_EXCERPT PROVIDED_
----

[by Lynn C. Rees]
If, right this second, you could push that tempting Easy Button over there and launch our top secret stash of ophthalmologist-seeking cruise missiles to kill every man, woman, child, and goat related by blood, association, or unlucky proximity to Boy Asad, it would have zero political impact on the war over Syria.
Beheading strikes have marginal persuasive value unless you can reliably find and kill uncooperatives who fail to become cooperatives. American military history from Arnold to Tecumseh to Santa Anna to Jeff Davis to Cochise to Geronimo to Aguinaldo to Villa to Sandino to Castro to Noriega to Saddam to Kaddafy to Bin Laden shows our ability to behead reliably is wildly unreliable. Even if we could reliably kill enemy leaders on demand, there’s no guarantee that killing will have favorable political effects. As Clemenceau may have observed and multitudes of al-Kyyda Number Threes can attest, “The graveyards are full of indispensable men” (many of them headless). This war already has one ready example of a beheading strike. Enduring political impact: zero.
There are suggestions that we conspicuously target Boy Azzad-themed buildings with “symbolic importance” as a way to shock and awe someone, anyone, into surrender. If a true demonstration of ability to hit ‘em where you (supposedly) ain’t, the political impact can be profound. However conspicuous, blowing up Boy Azod’s presidential palace, his Old Man’s or Big Brother’s graves, or even his presidential goat’s presidential stable, when no one doubts you could blow up any empty building or tent or camel in the world at any time, will have zero political effect unless you conspicuously miss it. These days, accidental hits get more airplay (e.g. blowing up embassies (no, they haven’t forgotten)). Accidental hit or near miss, photogenic Madam Asod will stand next to it, in front of the cameras for YouTube, and mock you. Those are the risks you run when conspicuously targeting motionless monuments of massive masonry. And the mockery is deserved, especially if you’ve just spent the last twenty years boasting about how antiseptic and networky your precision guided munitions are.

----

_PROVIDED MATERIAL_
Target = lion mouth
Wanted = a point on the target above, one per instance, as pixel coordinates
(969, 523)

----

_THE TASKS_
**1)** Reproduce the part of the essay on striking Syria that opens with the words "Beheading strikes have" and closes with "political impact: zero.", swapping "enemy leaders" for "hostile leaders".
**2)** In the essay on striking Syria, who is said to have possibly observed that "The graveyards are full of indispensable men"?
**3)** Translate this sentence from the essay on striking Syria into Spanish: "This war already has one ready example of a beheading strike."

_SOLUTIONS TO THE PROBLEMS_
**1)**
Beheading strikes have marginal persuasive value unless you can reliably find and kill uncooperatives who fail to become cooperatives. American military history from Arnold to Tecumseh to Santa Anna to Jeff Davis to Cochise to Geronimo to Aguinaldo to Villa to Sandino to Castro to Noriega to Saddam to Kaddafy to Bin Laden shows our ability to behead reliably is wildly unreliable. Even if we could reliably kill hostile leaders on demand, there’s no guarantee that killing will have favorable political effects. As Clemenceau may have observed and multitudes of al-Kyyda Number Threes can attest, “The graveyards are full of indispensable men” (many of them headless). This war already has one ready example of a beheading strike. Enduring political impact: zero.

**2)** Clemenceau.

**3)** Esta guerra ya tiene un ejemplo a mano de un ataque de decapitación.